* START Extract provided *

Blera
What to see in Blera, Lazio, Italy: Etruscan rock tombs, Via Clodia bridges, and a town at 270 m altitude. Explore history, food, and travel tips. Discover now.
Discover Blera
Two deep glens converge below the rock on which Blera stands, cutting the plateau so sharply that the town occupies a long, narrow tongue of tufa barely wide enough for a single road spine.
The junction of these valleys defines the settlement as precisely as any wall: approach from any direction and the drop is abrupt, the opposite cliff face close enough to read the strata.
At 270 m (886 ft) above sea level in the Province of Viterbo, the site was chosen not for convenience but for defence, and the logic of that choice is still legible in the street plan today.
For visitors planning what to see in Blera, the town offers a layered sequence of Etruscan rock-cut tombs, two ancient bridges that once carried the Via Clodia, surviving stretches of town walls, and a compact medieval centre with a population of 3,341.
Blera, Lazio, Italy, sits roughly 80 km (50 mi) north of Rome, making it a practical day trip from the capital.
The highlights range from funerary architecture carved directly into the cliff faces to a Republican-era villa site excavated by Swedish archaeologists in the 1960s.
History of Blera
The settlement’s origins belong to the Etruscan period, when the town occupied its current promontory as a node on the Via Clodia, the consular road that connected Rome to the Etruscan heartland of Tuscany. The ancient name, which evolved during the Middle Ages into Bieda, was formally restored to its original form in the twentieth century. Ancient geographers and inscriptions are the primary documentary sources for the town’s early existence; it held no great political weight in the Etruscan federation, but its position on a major road gave it commercial and logistical relevance that the surviving tombs confirm.

* END Extract provided *
* START Recorded data *

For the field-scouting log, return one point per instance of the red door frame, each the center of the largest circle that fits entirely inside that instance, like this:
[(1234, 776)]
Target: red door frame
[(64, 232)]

* END Recorded data *

Write out the passage of the Blera text above from "At 270 m (886" up to and including "from the capital.", copying its wording unchanged.

▸ Task result
At 270 m (886 ft) above sea level in the Province of Viterbo, the site was chosen not for convenience but for defence, and the logic of that choice is still legible in the street plan today.
For visitors planning what to see in Blera, the town offers a layered sequence of Etruscan rock-cut tombs, two ancient bridges that once carried the Via Clodia, surviving stretches of town walls, and a compact medieval centre with a population of 3,341.
Blera, Lazio, Italy, sits roughly 80 km (50 mi) north of Rome, making it a practical day trip from the capital.